## TASK STATEMENT
Continue the news report on the withdrawal of infant cough and cold medicines, starting after its last sentence.

QUOTED PASSAGE: Begin

WASHINGTON – Drugstores began clearing their shelves of over-the- counter cough and cold medicines for infants Thursday after leading manufacturers announced they were withdrawing the products amid rising concerns about the safety of the popular formulations.
The decision to pull 14 products – including well-known brands such as Dimetapp Decongestant Plus Cough Infant Drops, Tylenol Concentrated Infants’ Drops Plus Cold and Robitussin Infant Cough DM Drops – came a week before the Food and Drug Administration plans to hold a hearing on nonprescription cough-and-cold medications for children.
The hearing is part of a broad evaluation of the products the agency launched in light of doubts about their effectiveness and mounting evidence that the medications can cause serious complications, including severe hallucinations and agitation, seizures, high blood pressure, and heart and breathing problems that can be fatal in rare cases.
The companies maintain the products are safe and effective when used properly but said they acted because of the risk of complications when misused. Most complications apparently occur in children younger than 2.
“These medicines are – and always have been – safe at the recommended doses,” said Linda Suydam, president of the Consumer Healthcare Products Association, the industry group that announced the withdrawal. “These voluntary actions are being taken out of an abundance of caution.”
The companies withdrawing the products – McNeil Consumer Healthcare, Novartis Consumer Health and Wyeth – represent at least 95 percent of the market, the association said.
Stronger warning labels
Critics of the products welcomed the move but called for the FDA to take further action.
“Today’s action is an important step in the right direction, but FDA must do more to protect children,” said Joshua Sharfstein, Baltimore’s health commissioner, who led a petition to the FDA after four children died in Baltimore County after taking the medications. “Clearly, the products don’t work and are unsafe.”
Sharfstein said the FDA should institute a formal ban on the products for children 2 and younger to ensure no other companies begin offering them.

QUOTED PASSAGE: End
RECORDS: Begin

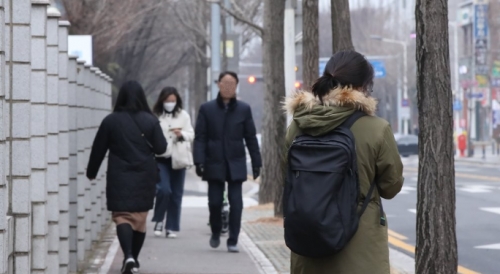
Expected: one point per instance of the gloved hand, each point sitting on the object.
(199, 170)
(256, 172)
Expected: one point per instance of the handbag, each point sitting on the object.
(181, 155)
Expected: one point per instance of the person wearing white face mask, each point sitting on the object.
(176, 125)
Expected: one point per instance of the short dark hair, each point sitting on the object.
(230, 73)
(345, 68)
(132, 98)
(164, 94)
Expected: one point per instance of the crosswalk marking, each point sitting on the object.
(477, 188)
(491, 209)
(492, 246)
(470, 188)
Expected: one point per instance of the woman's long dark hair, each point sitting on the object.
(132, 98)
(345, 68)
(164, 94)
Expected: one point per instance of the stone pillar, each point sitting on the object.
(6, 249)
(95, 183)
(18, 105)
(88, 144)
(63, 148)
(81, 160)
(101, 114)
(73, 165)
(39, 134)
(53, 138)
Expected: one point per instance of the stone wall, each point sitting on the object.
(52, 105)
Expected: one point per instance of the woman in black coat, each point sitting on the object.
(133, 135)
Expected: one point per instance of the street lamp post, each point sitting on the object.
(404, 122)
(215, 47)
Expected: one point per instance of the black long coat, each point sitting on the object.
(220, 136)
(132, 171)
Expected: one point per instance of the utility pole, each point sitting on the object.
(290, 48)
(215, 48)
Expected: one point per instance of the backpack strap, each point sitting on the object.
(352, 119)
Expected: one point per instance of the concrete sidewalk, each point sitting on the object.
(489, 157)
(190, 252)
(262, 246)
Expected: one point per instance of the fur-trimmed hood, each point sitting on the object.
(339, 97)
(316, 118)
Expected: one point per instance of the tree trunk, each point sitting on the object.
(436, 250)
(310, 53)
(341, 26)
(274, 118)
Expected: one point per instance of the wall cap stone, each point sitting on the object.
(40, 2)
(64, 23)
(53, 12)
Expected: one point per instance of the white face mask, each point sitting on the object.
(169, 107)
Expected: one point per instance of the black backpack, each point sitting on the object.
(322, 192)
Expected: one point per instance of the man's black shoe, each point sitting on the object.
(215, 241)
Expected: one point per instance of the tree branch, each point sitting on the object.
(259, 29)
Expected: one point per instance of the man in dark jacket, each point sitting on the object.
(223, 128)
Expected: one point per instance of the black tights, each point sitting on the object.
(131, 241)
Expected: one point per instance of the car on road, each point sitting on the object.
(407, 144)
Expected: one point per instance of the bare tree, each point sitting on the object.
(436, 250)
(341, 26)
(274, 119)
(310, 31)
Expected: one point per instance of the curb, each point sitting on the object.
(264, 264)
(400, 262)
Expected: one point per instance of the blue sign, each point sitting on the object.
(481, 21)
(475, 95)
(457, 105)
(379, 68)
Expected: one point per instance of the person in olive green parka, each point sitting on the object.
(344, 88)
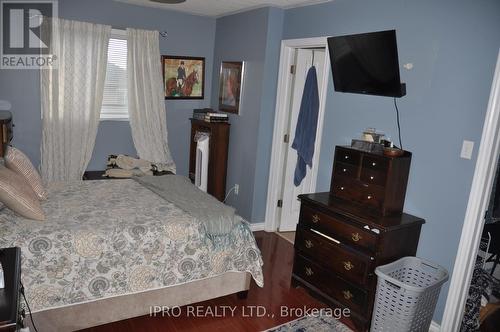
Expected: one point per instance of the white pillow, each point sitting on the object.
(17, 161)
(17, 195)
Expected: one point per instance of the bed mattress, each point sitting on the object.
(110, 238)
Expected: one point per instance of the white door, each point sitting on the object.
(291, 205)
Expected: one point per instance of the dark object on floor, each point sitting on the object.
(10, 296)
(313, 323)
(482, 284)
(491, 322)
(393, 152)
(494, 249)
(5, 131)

RECORDS: End
RECORDS: Begin

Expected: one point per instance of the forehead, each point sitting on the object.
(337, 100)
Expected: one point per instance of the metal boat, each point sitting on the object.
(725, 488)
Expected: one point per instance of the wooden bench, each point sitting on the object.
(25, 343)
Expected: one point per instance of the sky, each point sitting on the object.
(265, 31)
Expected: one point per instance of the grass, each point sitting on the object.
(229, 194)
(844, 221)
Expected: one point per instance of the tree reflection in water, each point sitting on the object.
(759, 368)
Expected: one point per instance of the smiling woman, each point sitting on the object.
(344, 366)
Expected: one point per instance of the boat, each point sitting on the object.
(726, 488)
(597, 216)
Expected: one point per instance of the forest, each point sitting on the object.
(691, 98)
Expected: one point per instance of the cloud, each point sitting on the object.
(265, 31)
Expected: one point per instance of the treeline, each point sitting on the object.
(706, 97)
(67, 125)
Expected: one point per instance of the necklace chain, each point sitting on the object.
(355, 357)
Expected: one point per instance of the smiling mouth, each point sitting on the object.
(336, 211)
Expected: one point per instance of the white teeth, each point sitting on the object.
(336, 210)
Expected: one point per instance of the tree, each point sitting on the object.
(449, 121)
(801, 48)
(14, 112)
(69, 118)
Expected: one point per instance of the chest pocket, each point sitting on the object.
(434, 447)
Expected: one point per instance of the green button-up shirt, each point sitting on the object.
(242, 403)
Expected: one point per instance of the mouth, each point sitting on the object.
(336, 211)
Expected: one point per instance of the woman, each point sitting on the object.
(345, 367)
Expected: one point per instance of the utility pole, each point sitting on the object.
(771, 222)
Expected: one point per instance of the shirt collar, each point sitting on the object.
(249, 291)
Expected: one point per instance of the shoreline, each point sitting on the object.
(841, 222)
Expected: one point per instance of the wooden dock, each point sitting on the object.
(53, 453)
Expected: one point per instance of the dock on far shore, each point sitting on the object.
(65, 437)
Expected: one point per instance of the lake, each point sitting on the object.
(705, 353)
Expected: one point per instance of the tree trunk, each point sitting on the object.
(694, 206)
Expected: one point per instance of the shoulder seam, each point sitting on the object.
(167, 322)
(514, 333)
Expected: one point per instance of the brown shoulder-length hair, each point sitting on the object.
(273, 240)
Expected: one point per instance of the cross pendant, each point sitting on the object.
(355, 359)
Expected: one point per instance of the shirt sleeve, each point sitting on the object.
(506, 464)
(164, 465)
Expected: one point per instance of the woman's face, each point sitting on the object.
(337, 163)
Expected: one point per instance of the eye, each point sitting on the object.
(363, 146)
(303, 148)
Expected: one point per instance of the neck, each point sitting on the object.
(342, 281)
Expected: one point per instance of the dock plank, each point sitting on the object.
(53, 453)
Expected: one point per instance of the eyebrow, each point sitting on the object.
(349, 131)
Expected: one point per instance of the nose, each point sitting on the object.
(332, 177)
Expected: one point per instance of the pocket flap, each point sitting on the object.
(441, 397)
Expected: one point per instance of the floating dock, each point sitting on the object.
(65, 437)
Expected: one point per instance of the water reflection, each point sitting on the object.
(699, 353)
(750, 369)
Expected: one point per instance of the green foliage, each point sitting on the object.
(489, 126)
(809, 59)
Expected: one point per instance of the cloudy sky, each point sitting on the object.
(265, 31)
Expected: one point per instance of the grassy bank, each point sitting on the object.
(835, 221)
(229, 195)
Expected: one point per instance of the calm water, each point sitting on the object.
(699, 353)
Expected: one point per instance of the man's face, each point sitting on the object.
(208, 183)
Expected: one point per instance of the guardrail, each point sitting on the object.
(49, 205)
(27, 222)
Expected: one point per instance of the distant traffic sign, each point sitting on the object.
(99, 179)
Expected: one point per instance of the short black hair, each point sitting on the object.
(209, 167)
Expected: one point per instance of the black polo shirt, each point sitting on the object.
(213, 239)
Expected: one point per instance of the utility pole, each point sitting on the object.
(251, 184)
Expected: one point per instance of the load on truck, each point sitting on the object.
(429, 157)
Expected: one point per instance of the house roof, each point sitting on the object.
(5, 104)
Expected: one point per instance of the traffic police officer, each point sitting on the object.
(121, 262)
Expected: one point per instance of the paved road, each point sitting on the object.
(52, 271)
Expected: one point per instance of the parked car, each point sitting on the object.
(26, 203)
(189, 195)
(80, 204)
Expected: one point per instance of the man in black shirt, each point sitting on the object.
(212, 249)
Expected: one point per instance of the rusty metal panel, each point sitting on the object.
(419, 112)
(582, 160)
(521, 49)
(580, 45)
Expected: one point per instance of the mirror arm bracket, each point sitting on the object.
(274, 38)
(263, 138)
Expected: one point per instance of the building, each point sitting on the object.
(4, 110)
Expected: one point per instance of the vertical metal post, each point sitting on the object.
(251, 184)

RECORDS: End
RECORDS: Begin

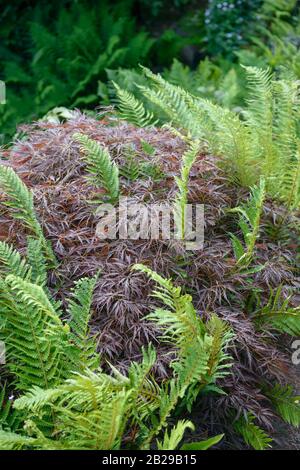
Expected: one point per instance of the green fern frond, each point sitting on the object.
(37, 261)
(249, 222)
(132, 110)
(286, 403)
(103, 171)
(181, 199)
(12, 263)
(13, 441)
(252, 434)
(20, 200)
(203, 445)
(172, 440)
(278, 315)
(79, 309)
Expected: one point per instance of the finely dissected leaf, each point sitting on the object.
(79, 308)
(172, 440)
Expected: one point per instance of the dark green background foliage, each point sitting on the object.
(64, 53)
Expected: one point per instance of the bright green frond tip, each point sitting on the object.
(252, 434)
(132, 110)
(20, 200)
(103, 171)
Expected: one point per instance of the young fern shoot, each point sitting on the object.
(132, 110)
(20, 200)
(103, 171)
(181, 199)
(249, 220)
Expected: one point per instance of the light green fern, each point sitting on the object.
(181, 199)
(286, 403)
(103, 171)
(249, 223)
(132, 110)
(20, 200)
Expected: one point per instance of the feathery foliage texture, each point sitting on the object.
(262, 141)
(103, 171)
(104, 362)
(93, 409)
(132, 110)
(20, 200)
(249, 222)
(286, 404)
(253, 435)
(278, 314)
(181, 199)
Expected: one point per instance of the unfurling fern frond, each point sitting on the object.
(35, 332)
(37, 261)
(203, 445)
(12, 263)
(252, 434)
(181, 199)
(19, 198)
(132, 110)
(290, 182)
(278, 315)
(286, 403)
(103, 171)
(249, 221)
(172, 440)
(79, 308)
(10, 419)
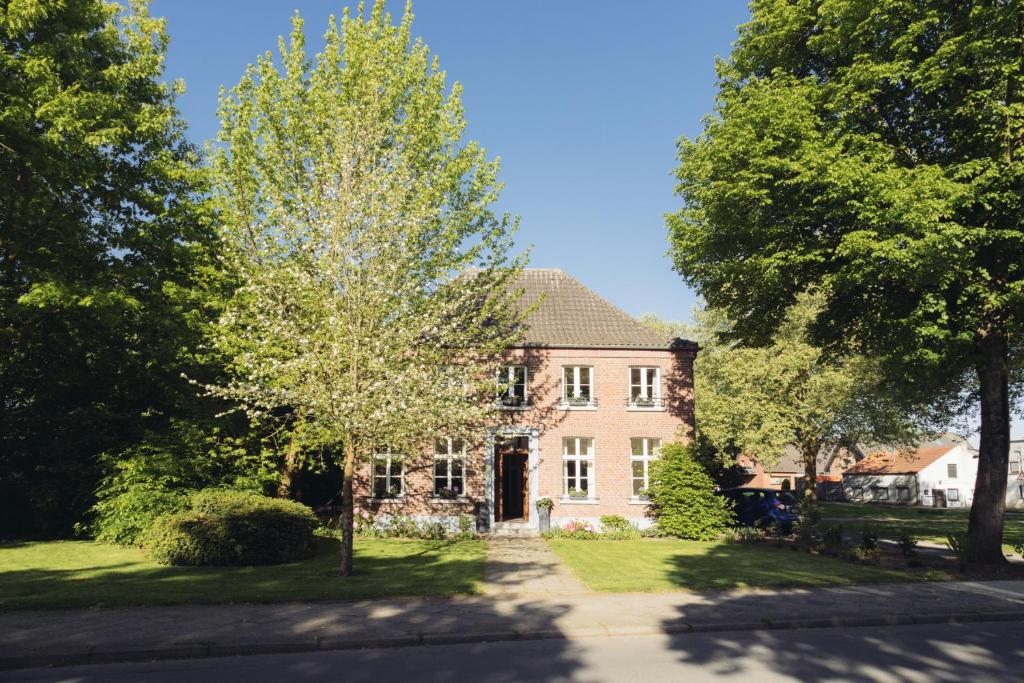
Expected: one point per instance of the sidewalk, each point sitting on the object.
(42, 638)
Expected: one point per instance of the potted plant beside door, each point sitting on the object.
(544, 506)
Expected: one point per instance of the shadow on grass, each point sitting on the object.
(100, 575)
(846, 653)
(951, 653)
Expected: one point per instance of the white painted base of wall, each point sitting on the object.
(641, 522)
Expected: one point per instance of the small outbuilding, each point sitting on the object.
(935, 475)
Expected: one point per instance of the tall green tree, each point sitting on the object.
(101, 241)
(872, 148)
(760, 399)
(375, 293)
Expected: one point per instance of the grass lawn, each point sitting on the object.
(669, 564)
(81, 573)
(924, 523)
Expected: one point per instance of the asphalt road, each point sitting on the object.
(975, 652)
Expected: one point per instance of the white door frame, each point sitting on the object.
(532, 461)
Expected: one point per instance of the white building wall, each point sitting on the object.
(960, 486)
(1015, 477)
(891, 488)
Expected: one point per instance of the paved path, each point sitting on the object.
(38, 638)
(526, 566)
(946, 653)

RECORDS: End

## RESULT
In addition, Sharfstein said the agency should strengthen warning labels on the dozens of products still on the market that advise against their use in children younger than 6 and bar packaging that includes terms such as “toddler,” which might encourage parents to use the medications in children that young.
“There is no evidence that the products are effective for young children, and there is evidence they can be unsafe, even at the usual doses. This is not just about misuse,” he said, noting that the dosages typically used are untested estimates based on studies in adults.
Some of the agency’s reviewers recommended labeling the products against use by children younger than 6 in documents prepared for next week’s meeting of outside experts. FDA officials said the agency would await the recommendations of the panel.
At least 123 deaths
Industry representatives defended plans to continue marketing products designed for children older than 2, saying they offer parents useful medications. The industry group did, however, favor adding new label warnings advising parents against using antihistamines to help their children sleep, which can be dangerous.
No one knows how many children have had adverse reactions to those medicines, but the federal Centers for Disease Control and Prevention reported this year that an investigation it launched found that at least 1,500 children under the age of 2 suffered complications in 2004 and 2005.
An FDA review prepared for next week’s meeting describes dozens of cases of convulsions, heart problems, trouble breathing, neurologic complications and other reactions, including at least 54 deaths involving decongestants and 69 involving antihistamines.
Many doctors say they advise their patients against using the products and instead suggest trying Tylenol to alleviate pain, humidifiers and salt- water solutions to alleviate congestion and plenty of fluids to keep the child hydrated.